▶ [Metin Bölümü]
⟨

Emsal Mahkeme Kararı İzmir Bölge Adliye Mahkemesi 20. Hukuk Dairesi 2021/7 E. 2023/815 K. 11.05.2023 T.

Görüntülediğiniz mahkeme kararı kesinleşmiş bir karardır.

T.C.
İZMİR
BÖLGE ADLİYE MAHKEMESİ
20. HUKUK DAİRESİ

DOSYA NO : 2021/7
KARAR NO : 2023/815

T Ü R K M İ L L E T İ A D I N A
B Ö L G E A D L İ Y E M A H K E M E S İ K A R A R I

İNCELENEN KARARIN
MAHKEMESİ : KARŞIYAKA ASLİYE TİCARET MAHKEMESİ
TARİHİ : 25/02/2015 (Dava) – 16/10/2020 (Karar)

⟩

▶ [Görev Yönergesi]
Mahkeme kararı metninde "T Ü R K M İ" sözcüklerinin geçtiği yerden başlayıp "(Dava) – 16/10/2020 (Karar)" sözcüklerinden sonra durarak bu bölümü harfi harfine yazın.

[Ham kayıtlar]
⟨

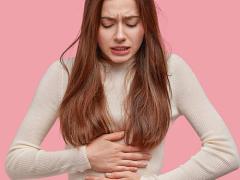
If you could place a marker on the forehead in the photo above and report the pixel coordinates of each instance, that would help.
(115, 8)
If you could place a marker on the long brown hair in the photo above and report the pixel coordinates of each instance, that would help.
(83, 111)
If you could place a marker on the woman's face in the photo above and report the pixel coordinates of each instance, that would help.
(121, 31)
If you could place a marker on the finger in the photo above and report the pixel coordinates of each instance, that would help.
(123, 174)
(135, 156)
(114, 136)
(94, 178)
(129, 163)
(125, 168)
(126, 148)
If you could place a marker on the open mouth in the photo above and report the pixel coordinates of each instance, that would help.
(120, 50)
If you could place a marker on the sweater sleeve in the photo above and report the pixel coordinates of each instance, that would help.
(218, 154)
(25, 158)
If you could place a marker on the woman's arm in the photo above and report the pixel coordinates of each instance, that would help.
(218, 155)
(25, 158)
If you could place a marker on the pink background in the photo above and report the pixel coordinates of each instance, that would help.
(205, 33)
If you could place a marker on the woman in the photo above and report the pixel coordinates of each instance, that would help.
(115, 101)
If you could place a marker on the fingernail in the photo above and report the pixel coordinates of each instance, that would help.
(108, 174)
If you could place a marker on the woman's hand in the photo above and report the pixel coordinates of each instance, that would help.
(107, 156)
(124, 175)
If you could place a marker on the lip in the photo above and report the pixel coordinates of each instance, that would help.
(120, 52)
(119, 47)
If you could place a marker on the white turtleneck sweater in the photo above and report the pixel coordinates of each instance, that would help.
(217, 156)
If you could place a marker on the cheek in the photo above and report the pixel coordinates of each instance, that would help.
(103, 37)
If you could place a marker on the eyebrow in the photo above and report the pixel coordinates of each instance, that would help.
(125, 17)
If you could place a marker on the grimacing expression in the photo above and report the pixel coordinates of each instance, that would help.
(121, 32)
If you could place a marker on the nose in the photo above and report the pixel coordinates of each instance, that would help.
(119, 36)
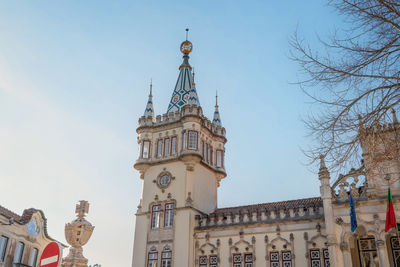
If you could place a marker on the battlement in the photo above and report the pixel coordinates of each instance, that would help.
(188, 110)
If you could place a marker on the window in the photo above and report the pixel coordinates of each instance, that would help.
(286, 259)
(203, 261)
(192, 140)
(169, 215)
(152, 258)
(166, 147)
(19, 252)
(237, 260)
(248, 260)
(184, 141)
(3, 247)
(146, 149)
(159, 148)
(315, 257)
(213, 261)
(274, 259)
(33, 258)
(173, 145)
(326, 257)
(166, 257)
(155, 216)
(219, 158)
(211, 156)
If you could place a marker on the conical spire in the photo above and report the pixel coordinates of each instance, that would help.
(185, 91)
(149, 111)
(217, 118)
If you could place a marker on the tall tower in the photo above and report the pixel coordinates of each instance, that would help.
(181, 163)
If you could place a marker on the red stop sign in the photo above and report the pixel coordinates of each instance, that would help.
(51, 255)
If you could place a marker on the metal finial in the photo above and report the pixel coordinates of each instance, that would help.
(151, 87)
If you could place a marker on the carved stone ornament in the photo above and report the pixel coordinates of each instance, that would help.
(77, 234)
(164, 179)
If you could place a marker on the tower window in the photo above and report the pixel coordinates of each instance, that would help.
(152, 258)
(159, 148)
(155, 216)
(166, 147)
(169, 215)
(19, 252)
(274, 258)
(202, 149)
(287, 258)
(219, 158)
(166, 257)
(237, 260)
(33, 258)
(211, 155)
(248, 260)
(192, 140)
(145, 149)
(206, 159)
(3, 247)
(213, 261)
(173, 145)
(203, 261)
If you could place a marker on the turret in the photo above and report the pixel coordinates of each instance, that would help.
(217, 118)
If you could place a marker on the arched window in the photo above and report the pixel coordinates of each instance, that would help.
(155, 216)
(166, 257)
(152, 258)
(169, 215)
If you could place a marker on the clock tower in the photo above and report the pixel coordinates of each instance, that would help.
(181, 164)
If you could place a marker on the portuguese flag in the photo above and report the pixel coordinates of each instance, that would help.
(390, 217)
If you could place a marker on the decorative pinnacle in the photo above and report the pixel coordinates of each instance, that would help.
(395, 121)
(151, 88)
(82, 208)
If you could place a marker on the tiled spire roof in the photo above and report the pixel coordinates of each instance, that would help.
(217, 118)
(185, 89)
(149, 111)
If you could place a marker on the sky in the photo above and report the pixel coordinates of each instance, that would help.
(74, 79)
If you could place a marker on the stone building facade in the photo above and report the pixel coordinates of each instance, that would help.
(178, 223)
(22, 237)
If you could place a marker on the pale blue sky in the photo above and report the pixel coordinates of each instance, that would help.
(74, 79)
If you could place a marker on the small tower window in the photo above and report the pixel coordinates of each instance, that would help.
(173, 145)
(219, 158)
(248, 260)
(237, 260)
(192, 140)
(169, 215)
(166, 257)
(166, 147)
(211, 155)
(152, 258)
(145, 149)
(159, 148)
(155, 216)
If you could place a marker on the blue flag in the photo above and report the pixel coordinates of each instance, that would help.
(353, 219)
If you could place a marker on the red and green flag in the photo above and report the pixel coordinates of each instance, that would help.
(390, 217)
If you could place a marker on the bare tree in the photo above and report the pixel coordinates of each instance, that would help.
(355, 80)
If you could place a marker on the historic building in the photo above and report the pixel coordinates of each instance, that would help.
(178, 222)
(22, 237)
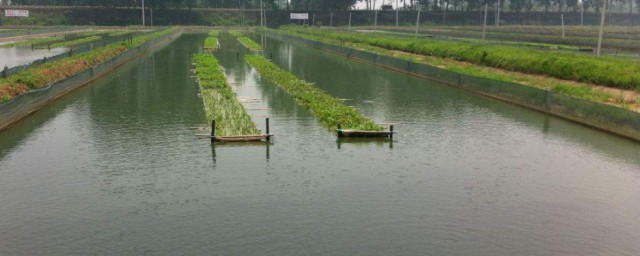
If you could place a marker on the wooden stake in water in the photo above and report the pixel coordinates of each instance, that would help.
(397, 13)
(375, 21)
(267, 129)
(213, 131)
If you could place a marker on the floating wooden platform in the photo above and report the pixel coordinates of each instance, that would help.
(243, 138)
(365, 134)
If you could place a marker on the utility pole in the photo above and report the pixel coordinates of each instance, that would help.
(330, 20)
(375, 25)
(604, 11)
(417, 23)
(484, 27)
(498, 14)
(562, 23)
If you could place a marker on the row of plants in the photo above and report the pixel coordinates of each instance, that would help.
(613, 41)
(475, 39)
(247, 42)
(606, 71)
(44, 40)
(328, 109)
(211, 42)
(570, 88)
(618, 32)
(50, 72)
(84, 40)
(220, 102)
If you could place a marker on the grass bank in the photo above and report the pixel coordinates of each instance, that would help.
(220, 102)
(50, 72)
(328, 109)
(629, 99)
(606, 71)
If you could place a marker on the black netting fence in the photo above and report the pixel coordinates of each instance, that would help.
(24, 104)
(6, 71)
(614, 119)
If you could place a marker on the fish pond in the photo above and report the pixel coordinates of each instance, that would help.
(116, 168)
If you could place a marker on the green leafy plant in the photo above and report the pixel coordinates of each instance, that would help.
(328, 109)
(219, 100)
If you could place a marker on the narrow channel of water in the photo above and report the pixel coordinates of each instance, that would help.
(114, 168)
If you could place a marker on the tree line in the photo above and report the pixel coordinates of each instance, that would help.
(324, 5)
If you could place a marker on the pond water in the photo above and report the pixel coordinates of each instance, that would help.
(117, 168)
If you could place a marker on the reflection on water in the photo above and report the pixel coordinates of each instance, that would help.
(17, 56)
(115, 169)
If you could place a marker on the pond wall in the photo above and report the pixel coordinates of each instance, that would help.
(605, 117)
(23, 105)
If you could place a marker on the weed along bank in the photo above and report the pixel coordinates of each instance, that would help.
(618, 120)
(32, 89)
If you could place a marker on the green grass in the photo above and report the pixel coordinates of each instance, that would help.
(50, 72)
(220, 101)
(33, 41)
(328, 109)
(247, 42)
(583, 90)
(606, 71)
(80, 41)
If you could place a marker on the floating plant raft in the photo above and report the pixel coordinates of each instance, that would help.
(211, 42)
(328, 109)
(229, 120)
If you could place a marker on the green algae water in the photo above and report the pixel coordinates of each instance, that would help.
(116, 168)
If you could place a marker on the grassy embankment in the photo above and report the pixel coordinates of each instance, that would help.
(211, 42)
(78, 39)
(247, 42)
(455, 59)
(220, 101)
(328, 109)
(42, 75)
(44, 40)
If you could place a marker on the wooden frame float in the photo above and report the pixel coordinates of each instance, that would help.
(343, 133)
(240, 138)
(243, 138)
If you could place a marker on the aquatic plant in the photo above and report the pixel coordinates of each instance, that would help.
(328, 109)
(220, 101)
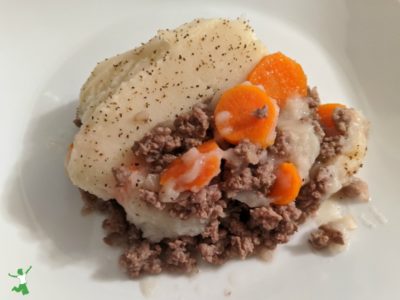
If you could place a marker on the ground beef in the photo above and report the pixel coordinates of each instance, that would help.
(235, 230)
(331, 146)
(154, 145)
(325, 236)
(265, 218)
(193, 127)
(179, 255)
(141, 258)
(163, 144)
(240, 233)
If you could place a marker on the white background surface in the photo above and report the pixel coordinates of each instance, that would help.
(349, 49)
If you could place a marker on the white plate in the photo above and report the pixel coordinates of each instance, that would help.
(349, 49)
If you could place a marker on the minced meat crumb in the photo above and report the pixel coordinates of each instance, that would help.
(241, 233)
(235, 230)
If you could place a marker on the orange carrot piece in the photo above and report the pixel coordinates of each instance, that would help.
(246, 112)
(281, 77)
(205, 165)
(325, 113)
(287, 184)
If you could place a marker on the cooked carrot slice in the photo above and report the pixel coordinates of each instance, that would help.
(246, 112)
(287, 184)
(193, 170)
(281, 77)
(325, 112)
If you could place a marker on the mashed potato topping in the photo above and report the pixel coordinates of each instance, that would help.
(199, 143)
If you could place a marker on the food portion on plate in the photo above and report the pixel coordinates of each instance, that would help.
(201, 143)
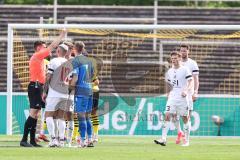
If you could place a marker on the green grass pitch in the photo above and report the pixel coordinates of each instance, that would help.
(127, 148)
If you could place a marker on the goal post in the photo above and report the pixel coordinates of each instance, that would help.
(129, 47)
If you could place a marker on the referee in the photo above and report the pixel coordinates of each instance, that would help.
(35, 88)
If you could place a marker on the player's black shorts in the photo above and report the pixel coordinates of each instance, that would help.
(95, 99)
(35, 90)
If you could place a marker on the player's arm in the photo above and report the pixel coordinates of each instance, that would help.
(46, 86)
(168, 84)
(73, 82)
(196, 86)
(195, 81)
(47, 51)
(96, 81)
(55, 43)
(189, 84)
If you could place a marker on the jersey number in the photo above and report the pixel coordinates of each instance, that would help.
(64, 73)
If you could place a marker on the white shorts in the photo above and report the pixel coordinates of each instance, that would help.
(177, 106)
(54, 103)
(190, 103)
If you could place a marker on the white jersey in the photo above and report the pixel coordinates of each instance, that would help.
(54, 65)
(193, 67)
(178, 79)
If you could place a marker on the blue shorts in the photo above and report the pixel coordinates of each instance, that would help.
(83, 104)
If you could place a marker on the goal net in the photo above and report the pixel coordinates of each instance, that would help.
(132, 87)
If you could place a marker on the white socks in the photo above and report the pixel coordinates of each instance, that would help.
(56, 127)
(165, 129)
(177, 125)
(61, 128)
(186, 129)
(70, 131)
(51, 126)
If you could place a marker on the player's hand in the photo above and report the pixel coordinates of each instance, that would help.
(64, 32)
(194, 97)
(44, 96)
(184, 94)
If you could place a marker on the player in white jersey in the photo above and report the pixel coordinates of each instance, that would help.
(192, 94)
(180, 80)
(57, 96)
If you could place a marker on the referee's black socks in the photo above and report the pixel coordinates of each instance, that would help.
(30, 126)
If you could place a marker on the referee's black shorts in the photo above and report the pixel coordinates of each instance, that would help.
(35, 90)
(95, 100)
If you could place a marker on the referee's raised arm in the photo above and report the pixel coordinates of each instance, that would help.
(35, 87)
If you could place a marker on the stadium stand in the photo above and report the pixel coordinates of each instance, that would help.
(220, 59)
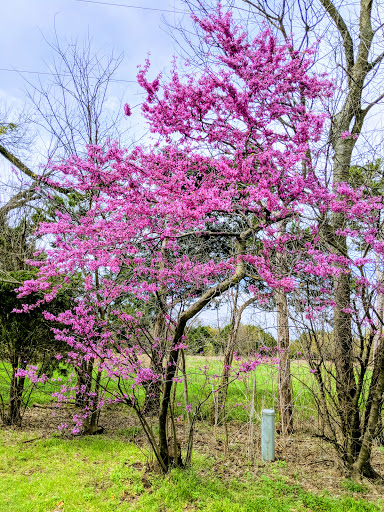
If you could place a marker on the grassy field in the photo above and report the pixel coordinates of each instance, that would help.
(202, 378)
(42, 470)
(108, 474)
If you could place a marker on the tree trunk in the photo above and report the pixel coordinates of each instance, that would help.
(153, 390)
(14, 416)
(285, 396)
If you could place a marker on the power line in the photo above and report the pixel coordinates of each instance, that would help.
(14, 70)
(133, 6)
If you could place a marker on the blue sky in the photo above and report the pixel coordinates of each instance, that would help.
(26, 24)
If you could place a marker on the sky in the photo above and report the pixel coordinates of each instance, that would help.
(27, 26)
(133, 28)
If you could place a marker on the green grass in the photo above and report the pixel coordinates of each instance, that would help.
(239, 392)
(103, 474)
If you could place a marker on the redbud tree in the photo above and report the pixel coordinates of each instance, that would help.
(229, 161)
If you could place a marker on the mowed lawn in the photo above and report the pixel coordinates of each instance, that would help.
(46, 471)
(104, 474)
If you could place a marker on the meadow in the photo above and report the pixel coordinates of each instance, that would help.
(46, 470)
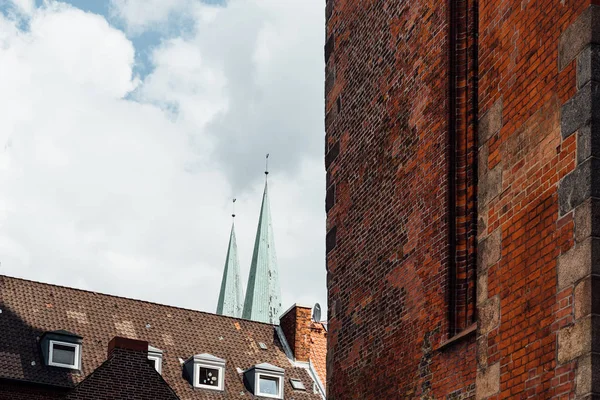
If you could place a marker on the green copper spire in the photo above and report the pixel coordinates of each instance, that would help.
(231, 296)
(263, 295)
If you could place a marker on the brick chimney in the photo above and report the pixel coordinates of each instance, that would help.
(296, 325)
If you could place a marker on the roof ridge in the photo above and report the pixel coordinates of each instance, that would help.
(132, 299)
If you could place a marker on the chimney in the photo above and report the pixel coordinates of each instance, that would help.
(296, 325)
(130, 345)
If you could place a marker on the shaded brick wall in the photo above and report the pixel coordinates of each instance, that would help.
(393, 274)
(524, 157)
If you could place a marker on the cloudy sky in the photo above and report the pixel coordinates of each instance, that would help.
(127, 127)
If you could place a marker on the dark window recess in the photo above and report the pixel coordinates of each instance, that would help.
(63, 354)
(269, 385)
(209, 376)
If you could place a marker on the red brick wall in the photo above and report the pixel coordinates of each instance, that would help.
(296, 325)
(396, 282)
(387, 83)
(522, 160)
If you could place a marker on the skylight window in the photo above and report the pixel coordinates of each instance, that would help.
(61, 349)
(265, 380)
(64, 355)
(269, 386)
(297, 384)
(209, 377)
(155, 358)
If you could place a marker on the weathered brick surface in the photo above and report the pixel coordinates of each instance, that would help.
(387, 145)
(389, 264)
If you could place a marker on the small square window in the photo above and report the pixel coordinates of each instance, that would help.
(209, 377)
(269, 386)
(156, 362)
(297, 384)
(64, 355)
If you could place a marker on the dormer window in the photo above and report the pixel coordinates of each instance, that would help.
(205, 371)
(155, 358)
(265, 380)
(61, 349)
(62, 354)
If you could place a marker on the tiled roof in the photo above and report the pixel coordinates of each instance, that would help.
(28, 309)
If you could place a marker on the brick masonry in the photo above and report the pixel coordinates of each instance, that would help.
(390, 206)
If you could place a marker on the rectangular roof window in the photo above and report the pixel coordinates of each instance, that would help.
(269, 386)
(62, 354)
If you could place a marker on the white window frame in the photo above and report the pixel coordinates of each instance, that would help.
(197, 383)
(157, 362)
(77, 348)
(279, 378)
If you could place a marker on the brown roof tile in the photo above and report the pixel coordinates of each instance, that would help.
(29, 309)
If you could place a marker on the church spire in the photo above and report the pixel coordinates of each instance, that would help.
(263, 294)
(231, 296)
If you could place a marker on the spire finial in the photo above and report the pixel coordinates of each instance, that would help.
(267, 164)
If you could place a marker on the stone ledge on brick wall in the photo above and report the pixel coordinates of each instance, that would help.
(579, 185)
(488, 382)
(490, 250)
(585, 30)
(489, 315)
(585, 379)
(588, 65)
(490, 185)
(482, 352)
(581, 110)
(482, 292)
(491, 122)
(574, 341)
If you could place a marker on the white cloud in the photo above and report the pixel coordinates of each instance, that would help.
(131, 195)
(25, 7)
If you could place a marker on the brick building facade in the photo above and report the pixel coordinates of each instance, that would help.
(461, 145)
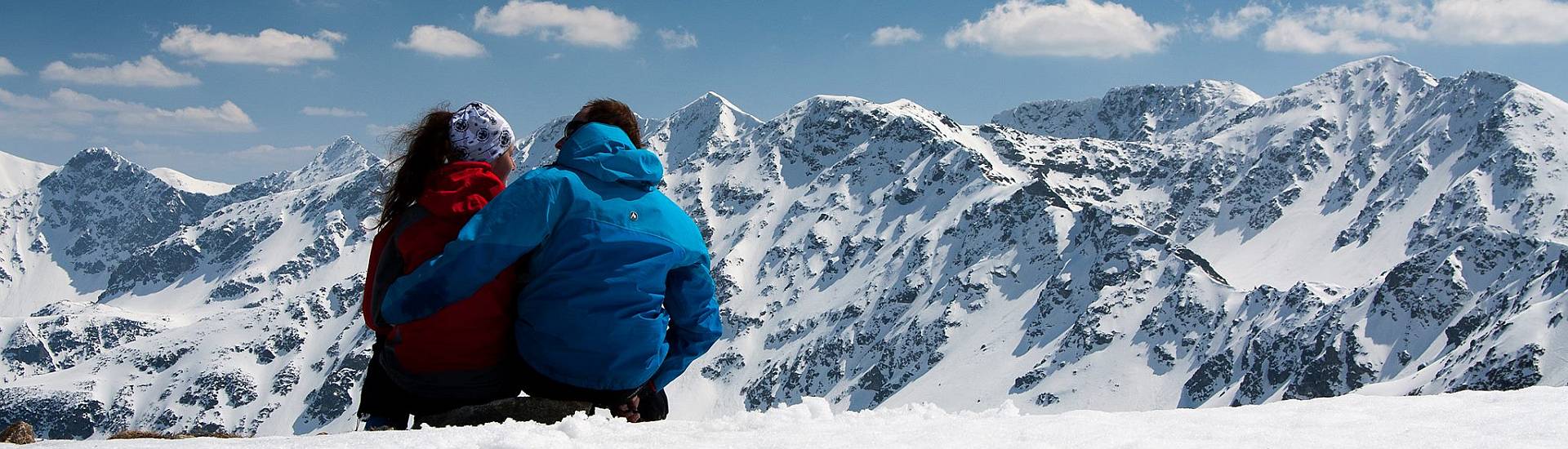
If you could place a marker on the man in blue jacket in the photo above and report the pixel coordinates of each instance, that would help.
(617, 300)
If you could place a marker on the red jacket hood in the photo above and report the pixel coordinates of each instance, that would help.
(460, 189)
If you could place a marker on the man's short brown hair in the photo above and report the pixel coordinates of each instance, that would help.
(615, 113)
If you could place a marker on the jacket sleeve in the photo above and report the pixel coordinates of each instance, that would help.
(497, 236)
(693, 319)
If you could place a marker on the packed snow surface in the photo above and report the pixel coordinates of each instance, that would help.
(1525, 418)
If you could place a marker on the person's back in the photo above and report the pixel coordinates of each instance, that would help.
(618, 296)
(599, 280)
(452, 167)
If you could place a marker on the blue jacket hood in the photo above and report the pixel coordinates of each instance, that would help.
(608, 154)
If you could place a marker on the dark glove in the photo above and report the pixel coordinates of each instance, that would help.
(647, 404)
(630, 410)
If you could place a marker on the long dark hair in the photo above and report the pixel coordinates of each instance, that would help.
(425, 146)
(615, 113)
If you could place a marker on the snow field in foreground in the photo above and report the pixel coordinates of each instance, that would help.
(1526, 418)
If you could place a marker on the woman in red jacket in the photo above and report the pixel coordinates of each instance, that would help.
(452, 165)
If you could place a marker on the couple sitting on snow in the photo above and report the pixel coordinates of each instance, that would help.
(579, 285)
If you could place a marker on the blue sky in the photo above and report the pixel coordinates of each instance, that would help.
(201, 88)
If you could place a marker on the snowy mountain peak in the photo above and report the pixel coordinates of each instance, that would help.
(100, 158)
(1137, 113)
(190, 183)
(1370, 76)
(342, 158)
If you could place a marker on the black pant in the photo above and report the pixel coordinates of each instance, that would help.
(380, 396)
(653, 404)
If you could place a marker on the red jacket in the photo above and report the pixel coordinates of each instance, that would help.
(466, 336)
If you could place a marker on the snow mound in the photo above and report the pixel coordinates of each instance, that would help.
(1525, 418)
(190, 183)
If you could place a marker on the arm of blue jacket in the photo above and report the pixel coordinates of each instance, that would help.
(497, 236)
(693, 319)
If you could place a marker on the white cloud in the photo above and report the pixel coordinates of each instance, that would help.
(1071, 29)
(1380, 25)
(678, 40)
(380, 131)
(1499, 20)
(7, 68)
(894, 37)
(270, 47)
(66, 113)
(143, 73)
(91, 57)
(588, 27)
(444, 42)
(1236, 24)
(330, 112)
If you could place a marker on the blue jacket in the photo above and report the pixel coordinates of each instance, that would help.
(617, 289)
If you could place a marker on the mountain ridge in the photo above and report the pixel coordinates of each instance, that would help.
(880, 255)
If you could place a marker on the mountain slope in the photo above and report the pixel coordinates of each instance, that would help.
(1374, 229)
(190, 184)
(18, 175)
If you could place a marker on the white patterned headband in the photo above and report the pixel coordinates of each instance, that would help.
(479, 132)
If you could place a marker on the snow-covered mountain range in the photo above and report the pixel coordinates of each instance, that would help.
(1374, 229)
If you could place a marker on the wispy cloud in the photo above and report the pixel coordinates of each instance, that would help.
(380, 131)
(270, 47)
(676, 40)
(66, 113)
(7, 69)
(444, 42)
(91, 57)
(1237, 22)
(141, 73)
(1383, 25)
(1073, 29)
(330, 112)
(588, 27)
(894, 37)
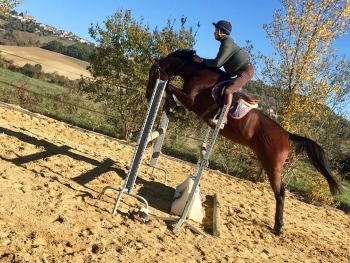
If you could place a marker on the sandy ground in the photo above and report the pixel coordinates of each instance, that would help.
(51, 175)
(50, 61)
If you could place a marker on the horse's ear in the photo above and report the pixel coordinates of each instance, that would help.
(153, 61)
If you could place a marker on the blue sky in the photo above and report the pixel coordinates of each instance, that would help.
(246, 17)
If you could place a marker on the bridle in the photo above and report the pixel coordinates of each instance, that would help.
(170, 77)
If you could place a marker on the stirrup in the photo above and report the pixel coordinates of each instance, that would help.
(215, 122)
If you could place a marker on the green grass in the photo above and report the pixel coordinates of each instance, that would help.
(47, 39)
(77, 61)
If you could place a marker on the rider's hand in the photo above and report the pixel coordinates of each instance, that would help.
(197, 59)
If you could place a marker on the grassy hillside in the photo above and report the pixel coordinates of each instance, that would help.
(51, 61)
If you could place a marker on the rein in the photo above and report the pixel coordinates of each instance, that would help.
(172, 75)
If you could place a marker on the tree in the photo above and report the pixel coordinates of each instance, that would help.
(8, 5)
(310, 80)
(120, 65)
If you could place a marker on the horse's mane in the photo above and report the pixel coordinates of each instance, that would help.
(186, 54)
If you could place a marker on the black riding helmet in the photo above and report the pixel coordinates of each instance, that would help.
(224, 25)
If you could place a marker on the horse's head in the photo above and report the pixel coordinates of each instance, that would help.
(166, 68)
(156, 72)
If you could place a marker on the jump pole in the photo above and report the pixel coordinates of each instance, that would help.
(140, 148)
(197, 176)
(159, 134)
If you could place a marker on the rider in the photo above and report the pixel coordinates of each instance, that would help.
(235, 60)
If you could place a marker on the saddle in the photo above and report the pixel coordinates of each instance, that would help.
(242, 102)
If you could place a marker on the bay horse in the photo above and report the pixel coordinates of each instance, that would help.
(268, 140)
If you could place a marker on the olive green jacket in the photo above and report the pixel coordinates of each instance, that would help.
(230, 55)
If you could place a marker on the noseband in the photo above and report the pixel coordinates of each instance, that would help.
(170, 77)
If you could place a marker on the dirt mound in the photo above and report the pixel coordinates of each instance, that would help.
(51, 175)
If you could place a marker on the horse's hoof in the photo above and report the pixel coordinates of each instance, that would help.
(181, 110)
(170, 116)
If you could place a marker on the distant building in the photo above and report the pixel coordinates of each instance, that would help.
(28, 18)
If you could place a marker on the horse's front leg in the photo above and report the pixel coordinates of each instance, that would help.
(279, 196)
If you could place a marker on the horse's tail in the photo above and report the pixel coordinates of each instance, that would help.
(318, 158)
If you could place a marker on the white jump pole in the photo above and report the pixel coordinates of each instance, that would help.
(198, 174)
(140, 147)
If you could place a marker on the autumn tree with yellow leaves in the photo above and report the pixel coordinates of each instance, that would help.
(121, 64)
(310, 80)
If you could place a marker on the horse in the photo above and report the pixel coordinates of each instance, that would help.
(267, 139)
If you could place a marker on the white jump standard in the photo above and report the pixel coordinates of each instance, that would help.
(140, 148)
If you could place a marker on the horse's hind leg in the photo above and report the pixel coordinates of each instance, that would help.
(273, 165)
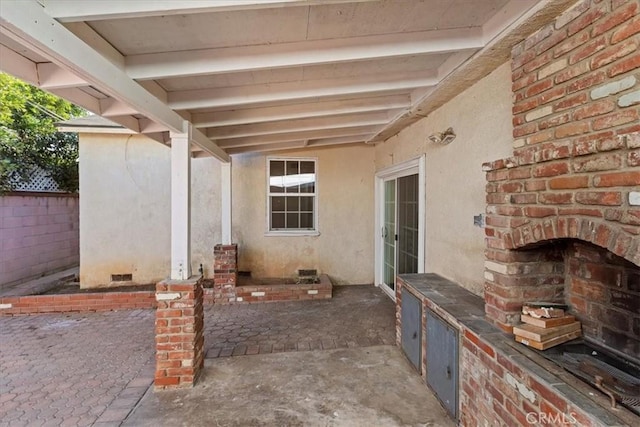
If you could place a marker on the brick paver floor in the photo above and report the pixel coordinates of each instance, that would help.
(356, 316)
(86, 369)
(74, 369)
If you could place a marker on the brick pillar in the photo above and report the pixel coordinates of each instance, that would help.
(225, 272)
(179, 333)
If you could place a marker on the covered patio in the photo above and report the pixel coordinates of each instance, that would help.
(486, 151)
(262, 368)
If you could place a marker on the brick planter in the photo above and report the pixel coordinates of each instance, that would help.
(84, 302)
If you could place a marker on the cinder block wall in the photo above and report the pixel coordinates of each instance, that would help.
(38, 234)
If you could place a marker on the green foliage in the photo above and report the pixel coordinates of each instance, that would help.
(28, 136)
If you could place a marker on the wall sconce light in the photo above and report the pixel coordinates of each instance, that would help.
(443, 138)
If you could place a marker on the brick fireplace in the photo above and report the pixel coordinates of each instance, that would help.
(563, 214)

⟩

▶ [Görevin Sonucu]
T Ü R K M İ L L E T İ A D I N A
B Ö L G E A D L İ Y E M A H K E M E S İ K A R A R I

İNCELENEN KARARIN
MAHKEMESİ : KARŞIYAKA ASLİYE TİCARET MAHKEMESİ
TARİHİ : 25/02/2015 (Dava) – 16/10/2020 (Karar)